▶ Selected extract:
════════

Sedentary Grazing sub-system on Communal Areas in Semi-Arid Zones - LGS2

 This sub-system concerns the sedentary livestock farmers earning their major income from livestock and giving more attention to animals than to crops. A minimum number of livestock is necessary to maintain the household economy. It is distinct from the mixed system based simultaneously on crops and animals (see mixed communal grazing system). The strategies to manage the risk and to secure subsistence and family incomes can be different, leading to the diversity of the systems : they are mainly based on the diversification of activities, flexibility and research of opportunity, accumulation of profits in livestock...
Young peul herder with cattle in a millet field after harvest in Burkina Faso. Photo B. Toutain
With population growth, the area under arable crops is expanding. The crops leave straw and weeds after harvest valuable by livestock and they suppose development of grazable fallow. But the crop encroachment disrupts pastoral areas, causing artificially local grazing pressure and an irregular overgrazing. Access to water can be limited by cultivation of river banks, irrigation and sometimes water diversion upstreams.

════════

▶ Goal:
In the text on the sedentary grazing sub-system, what three things can limit access to water?

════════

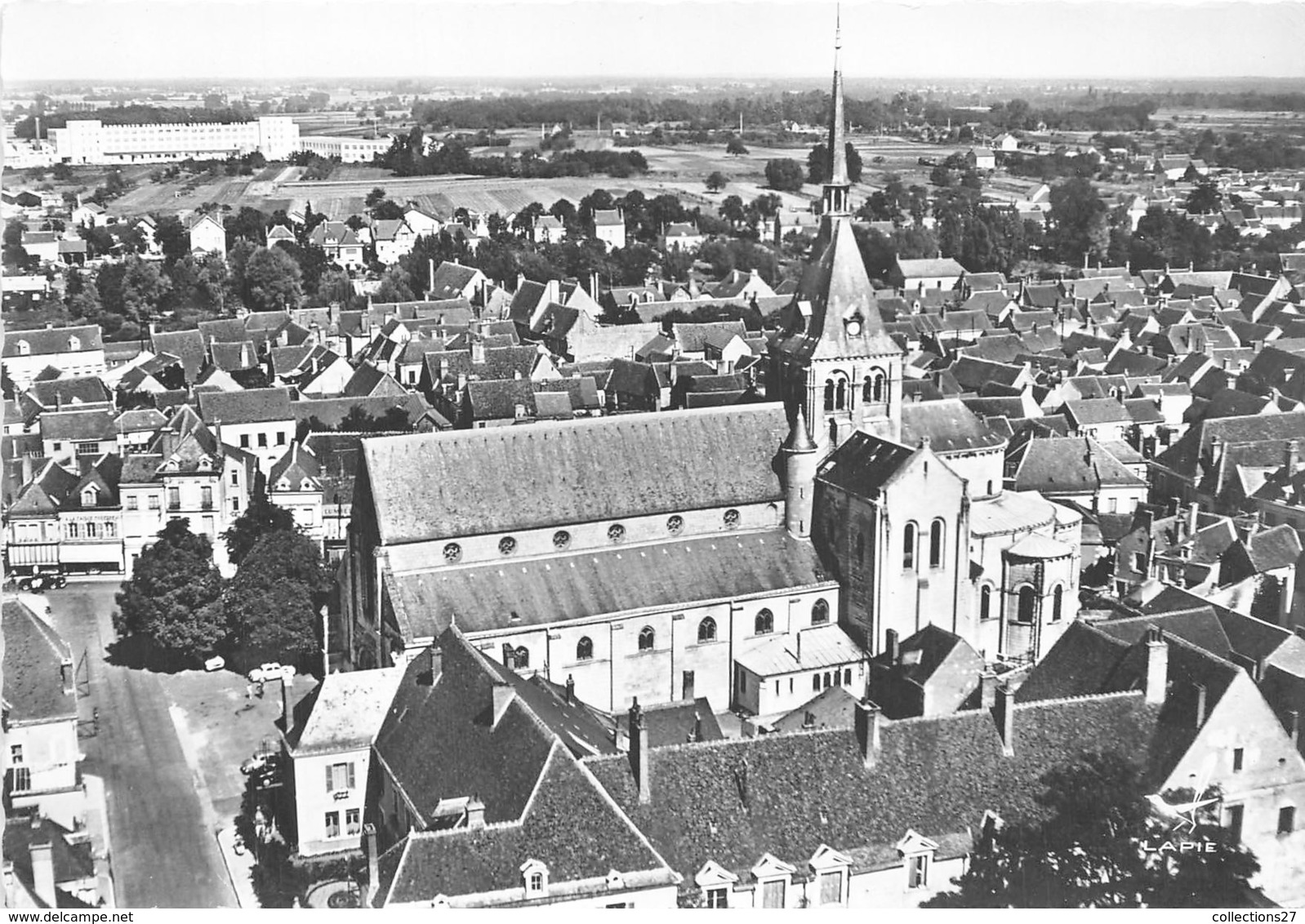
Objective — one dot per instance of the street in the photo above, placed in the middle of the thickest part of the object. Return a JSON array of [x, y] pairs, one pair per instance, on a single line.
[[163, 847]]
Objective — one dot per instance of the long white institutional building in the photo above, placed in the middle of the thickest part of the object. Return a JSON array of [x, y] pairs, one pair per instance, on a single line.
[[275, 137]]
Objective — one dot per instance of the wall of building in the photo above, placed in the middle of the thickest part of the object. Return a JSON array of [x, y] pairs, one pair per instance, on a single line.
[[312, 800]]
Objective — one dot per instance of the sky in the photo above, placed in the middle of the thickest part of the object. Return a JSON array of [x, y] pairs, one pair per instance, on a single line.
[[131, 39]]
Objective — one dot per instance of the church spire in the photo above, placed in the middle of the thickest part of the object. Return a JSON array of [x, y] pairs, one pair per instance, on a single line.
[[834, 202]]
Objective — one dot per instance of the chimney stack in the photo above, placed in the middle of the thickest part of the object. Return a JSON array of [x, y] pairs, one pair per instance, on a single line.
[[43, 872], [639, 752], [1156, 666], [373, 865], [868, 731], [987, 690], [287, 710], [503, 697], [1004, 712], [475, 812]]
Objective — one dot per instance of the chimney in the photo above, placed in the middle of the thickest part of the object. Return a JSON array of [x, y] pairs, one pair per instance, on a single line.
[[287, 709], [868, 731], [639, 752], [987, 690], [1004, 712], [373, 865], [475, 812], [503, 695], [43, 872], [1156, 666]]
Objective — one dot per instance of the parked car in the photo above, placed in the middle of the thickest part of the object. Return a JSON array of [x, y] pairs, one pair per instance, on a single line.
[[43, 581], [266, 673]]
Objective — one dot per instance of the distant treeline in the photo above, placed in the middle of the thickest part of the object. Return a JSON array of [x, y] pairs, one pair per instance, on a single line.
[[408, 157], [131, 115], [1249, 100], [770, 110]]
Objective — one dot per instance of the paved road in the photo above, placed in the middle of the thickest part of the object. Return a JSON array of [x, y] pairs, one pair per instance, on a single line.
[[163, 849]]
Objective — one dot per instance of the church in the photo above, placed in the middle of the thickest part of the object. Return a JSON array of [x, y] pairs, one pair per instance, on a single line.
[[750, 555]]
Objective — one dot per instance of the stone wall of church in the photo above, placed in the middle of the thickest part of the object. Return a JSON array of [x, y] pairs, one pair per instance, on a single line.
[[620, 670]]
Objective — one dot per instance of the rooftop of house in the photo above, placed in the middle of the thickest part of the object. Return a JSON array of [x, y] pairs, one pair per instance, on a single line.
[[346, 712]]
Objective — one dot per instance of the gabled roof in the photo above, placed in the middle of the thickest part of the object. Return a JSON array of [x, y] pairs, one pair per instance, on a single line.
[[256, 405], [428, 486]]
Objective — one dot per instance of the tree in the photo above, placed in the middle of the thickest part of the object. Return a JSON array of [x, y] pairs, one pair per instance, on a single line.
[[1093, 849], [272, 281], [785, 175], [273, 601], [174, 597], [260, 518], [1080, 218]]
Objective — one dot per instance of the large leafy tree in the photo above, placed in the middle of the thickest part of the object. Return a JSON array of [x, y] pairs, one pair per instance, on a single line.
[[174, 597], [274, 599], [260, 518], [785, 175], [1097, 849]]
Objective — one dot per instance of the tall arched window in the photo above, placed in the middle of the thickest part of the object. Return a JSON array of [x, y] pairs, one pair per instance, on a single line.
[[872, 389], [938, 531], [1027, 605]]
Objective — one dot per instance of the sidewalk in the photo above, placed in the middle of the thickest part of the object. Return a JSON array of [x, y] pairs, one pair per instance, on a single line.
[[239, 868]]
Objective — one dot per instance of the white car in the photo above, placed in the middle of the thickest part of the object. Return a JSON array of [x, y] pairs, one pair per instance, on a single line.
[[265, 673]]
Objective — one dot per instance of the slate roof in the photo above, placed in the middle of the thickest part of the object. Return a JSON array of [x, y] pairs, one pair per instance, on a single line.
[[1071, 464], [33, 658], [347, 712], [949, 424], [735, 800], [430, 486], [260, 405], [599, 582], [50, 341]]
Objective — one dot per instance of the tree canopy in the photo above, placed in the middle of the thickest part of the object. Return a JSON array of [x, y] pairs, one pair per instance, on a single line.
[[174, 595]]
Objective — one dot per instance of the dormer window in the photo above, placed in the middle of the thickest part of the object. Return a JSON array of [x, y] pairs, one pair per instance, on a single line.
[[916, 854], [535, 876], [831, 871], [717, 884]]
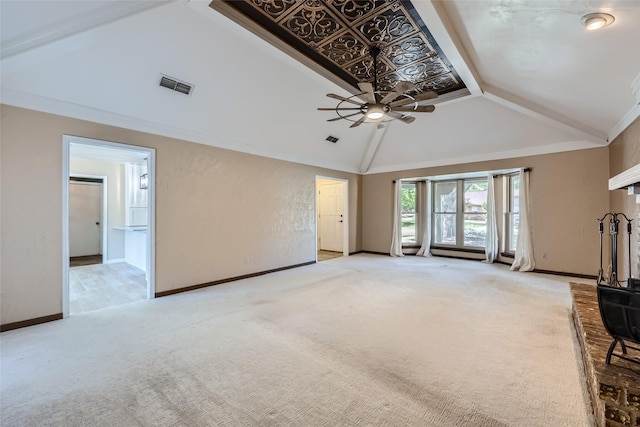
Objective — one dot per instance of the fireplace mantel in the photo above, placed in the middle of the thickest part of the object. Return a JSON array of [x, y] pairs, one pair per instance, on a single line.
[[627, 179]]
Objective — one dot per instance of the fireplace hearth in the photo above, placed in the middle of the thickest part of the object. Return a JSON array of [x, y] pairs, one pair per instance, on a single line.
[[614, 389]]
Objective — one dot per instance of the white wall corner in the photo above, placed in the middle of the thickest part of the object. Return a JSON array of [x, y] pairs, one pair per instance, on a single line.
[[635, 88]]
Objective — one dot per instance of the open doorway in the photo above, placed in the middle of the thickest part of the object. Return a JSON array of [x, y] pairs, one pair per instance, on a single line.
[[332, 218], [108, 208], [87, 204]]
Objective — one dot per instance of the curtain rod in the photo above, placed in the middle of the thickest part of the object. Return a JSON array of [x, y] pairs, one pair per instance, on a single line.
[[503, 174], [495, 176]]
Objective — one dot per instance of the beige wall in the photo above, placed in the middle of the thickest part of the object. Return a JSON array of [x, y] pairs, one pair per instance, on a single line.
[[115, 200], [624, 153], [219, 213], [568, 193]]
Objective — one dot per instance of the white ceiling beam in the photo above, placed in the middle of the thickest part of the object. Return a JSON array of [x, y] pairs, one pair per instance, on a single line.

════════

▶ Exercise output:
Cultivation of river banks, irrigation, and sometimes water diversion upstream.